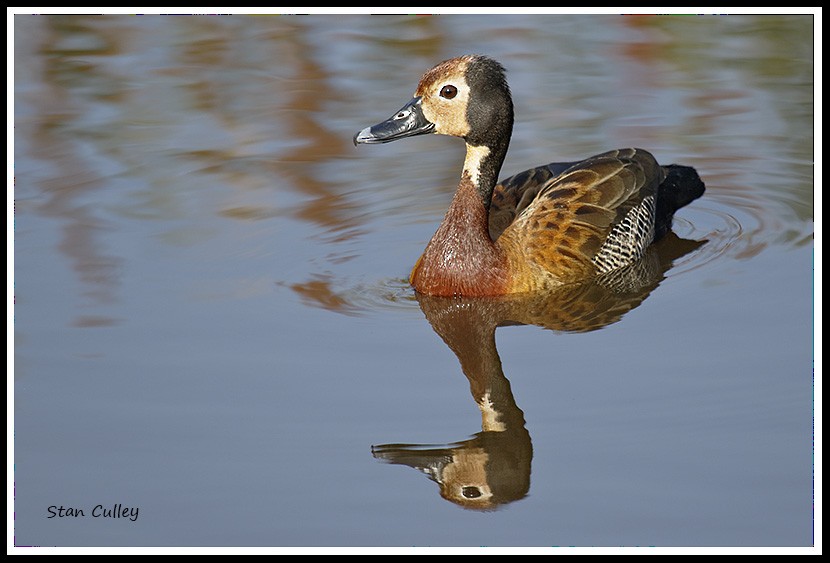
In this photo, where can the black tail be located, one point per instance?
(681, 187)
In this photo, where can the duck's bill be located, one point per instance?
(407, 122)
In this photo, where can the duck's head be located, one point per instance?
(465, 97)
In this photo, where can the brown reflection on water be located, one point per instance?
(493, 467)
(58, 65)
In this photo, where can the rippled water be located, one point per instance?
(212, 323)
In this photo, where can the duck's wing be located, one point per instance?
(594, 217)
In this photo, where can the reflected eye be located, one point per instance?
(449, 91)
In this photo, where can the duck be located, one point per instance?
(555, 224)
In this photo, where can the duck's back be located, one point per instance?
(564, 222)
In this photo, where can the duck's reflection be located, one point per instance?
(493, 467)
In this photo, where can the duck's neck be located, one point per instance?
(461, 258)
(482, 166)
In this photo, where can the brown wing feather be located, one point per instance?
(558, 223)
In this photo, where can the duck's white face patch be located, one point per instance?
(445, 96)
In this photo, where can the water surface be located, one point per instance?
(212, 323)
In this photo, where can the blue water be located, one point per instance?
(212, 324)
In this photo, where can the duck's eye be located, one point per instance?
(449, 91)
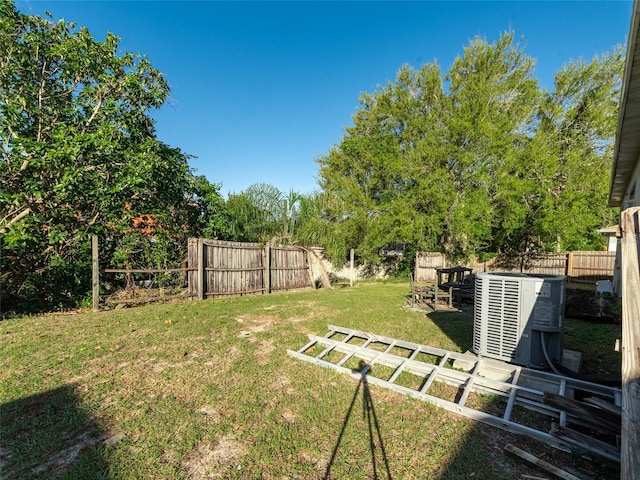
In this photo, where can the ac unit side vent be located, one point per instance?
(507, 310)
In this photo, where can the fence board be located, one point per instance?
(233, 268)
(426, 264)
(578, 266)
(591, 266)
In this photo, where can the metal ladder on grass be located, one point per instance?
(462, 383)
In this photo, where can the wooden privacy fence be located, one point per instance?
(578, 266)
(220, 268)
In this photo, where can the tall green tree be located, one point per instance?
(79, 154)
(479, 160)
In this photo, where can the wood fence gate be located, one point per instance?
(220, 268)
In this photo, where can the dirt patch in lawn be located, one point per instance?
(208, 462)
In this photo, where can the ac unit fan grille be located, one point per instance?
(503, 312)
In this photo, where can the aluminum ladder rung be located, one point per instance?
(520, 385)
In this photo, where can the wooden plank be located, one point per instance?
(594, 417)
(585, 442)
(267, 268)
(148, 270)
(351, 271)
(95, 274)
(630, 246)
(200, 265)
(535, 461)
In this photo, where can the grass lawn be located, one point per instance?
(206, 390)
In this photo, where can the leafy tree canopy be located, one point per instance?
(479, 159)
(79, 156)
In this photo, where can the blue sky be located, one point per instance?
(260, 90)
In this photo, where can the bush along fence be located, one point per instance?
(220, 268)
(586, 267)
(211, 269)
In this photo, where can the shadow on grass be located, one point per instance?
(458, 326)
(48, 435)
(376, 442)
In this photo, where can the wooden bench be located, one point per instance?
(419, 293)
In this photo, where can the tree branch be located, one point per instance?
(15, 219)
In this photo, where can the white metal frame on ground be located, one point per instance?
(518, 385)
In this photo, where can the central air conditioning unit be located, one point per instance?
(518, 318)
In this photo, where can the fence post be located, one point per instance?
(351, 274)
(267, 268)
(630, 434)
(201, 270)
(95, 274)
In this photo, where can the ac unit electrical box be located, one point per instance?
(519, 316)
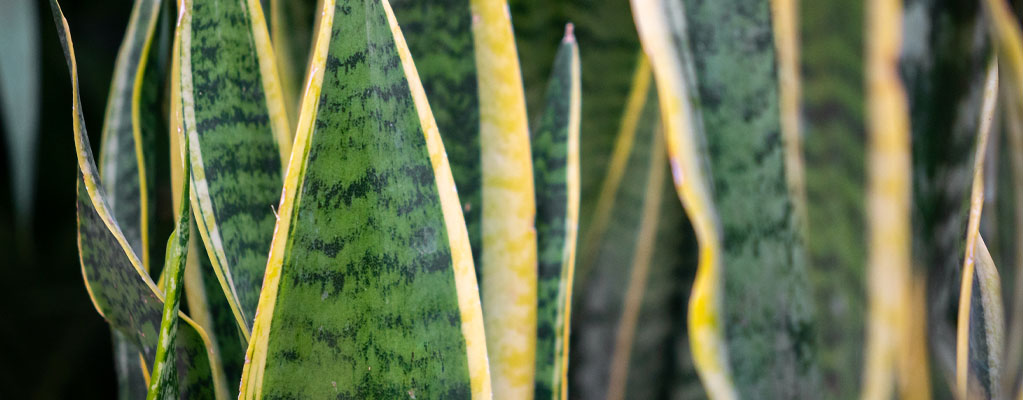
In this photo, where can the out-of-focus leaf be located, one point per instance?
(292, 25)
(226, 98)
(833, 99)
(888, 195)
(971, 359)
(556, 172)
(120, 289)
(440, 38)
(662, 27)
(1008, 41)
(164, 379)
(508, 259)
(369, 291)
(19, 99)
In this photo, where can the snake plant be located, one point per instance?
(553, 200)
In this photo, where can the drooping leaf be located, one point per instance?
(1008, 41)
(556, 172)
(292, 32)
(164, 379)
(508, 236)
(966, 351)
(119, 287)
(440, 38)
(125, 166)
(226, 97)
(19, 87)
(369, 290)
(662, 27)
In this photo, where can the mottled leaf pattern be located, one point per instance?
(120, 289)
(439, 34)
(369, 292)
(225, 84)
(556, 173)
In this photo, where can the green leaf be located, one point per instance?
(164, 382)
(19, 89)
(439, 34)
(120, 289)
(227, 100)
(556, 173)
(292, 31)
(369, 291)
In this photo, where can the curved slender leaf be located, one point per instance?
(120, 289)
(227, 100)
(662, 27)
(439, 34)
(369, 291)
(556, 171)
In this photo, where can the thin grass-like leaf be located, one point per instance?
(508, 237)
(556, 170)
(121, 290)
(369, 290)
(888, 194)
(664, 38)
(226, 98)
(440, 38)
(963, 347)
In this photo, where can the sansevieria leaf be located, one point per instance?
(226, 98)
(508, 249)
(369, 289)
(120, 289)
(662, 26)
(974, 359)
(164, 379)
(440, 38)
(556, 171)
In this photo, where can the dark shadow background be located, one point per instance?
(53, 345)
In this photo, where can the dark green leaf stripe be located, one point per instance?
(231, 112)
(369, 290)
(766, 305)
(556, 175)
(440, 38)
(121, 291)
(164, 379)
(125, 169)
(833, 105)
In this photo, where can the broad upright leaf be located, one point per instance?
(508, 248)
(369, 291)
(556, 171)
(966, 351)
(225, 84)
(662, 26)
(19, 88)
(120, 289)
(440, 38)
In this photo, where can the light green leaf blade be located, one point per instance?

** EXERCISE OBJECTIVE **
Print the material word for word; images are to be left out.

** FINISHED TASK **
In this photo, where can the black tail be located, one point per instance?
(681, 187)
In this photo, where can the duck's bill be located, one point per instance?
(407, 122)
In this photo, where can the duck's head be located, one point per instance?
(465, 97)
In this photo, where can the brown reflection on water be located, one point per instance?
(493, 467)
(58, 65)
In this photo, where can the rippled water be located, one point per instance?
(212, 323)
In this photo, where can the duck's wing be located, one point per instance?
(594, 217)
In this photo, where can the reflected eye be located, one point per instance?
(449, 91)
In this photo, where can the duck be located, one point per instance?
(555, 224)
In this photo, where can the duck's back be located, one point per instance?
(564, 222)
In this photo, where can the duck's reflection be located, one point per instance?
(493, 467)
In this photo, where can the duck's neck be located, one point per instance?
(461, 258)
(482, 166)
In this photo, where can the brown wing feather be located, one point per instance?
(558, 223)
In this photo, where can the duck's white face patch be located, one point per instance?
(445, 96)
In this photo, where can the water surface be located, one point per instance?
(212, 323)
In this photo, where can the blue water be located, one point per instance?
(212, 324)
In this photo, where can the duck's eye be located, one point per instance?
(449, 91)
In this photo, where can the ac unit side vent be located, one point per instance?
(507, 310)
In this photo, where can the fence board be located, one point per instance?
(233, 268)
(426, 264)
(578, 266)
(591, 266)
In this photo, where can the metal ladder on grass be located, one point per instance?
(462, 383)
In this photo, where can the wooden privacy fence be located, one point per instance?
(578, 266)
(220, 268)
In this photo, where can the tall green tree be located, one point per instance?
(79, 154)
(479, 160)
In this photo, where can the wood fence gate be located, one point per instance?
(220, 268)
In this photo, where can the dirt patch in lawn be located, one point per instance?
(208, 462)
In this photo, where can the ac unit fan grille be located, one point per instance?
(503, 312)
In this photo, where can the aluminum ladder rung be located, one point per instance?
(520, 385)
In this photo, where can the wooden plank be located, one point per instance?
(594, 417)
(585, 442)
(267, 268)
(148, 270)
(351, 271)
(95, 274)
(630, 246)
(200, 265)
(535, 461)
In this photo, where can the grass lawn be located, one point per instance?
(206, 390)
In this photo, where can the leafy tree canopy be located, one point per instance?
(479, 159)
(79, 156)
In this photo, where can the blue sky be located, one point per instance?
(260, 90)
In this photo, where can the bush along fence be located, one point per instance?
(220, 268)
(586, 267)
(211, 269)
In this photo, where can the shadow on grass be located, one point per instance?
(458, 326)
(48, 435)
(376, 442)
In this photo, where can the wooden bench be located, one point per instance?
(419, 293)
In this photo, where can the tree branch be located, one point per instance?
(15, 219)
In this photo, where can the white metal frame on ground be located, one point per instance?
(518, 385)
In this photo, where can the central air conditioning unit be located, one point per instance?
(518, 318)
In this photo, where can the fence post be located, one point per instance?
(351, 274)
(267, 268)
(630, 434)
(201, 270)
(95, 274)
In this photo, where can the ac unit electrical box be located, one point per instance?
(519, 316)
In this photo, where can the out-of-focus leaf be located, one point per instance?
(292, 25)
(226, 98)
(833, 99)
(888, 195)
(971, 359)
(556, 172)
(120, 289)
(440, 38)
(662, 27)
(1008, 41)
(164, 379)
(508, 259)
(369, 291)
(19, 99)
In this photo, where can the snake plant be located, one point per instance?
(553, 200)
In this photo, where can the drooping leaf be located, one point per instance?
(1008, 41)
(556, 172)
(292, 32)
(164, 379)
(508, 236)
(966, 351)
(119, 287)
(440, 38)
(125, 166)
(226, 97)
(19, 87)
(369, 290)
(662, 27)
In this photo, where can the mottled leaf pattern be located, one point per instance?
(120, 289)
(439, 34)
(369, 292)
(225, 84)
(556, 173)
In this photo, where can the green leaf be located, one point per instance?
(164, 382)
(19, 89)
(439, 34)
(120, 289)
(227, 100)
(556, 173)
(292, 31)
(369, 291)
In this photo, where can the curved slender leaf be located, one point per instance?
(120, 289)
(227, 100)
(662, 27)
(439, 34)
(369, 291)
(556, 171)
In this photo, where can the thin grass-like leaf be located, one point per instance?
(508, 237)
(556, 170)
(121, 290)
(369, 290)
(888, 194)
(664, 38)
(226, 98)
(440, 38)
(963, 347)
In this photo, where can the sansevieria leaf be located, one point per instance?
(226, 98)
(508, 249)
(369, 289)
(120, 289)
(662, 26)
(974, 359)
(164, 379)
(440, 38)
(556, 171)
In this photo, where can the dark shadow background be located, one point per instance?
(53, 345)
In this photo, where can the dark green leaf stripe be located, one point per instance?
(231, 112)
(369, 290)
(766, 305)
(556, 175)
(440, 38)
(121, 291)
(164, 379)
(125, 169)
(833, 105)
In this photo, where can the broad upright leaf be located, one point per instance?
(508, 248)
(369, 291)
(556, 171)
(966, 351)
(225, 84)
(662, 26)
(19, 88)
(120, 289)
(440, 38)
In this photo, where can the light green leaf blade be located, one point per instance?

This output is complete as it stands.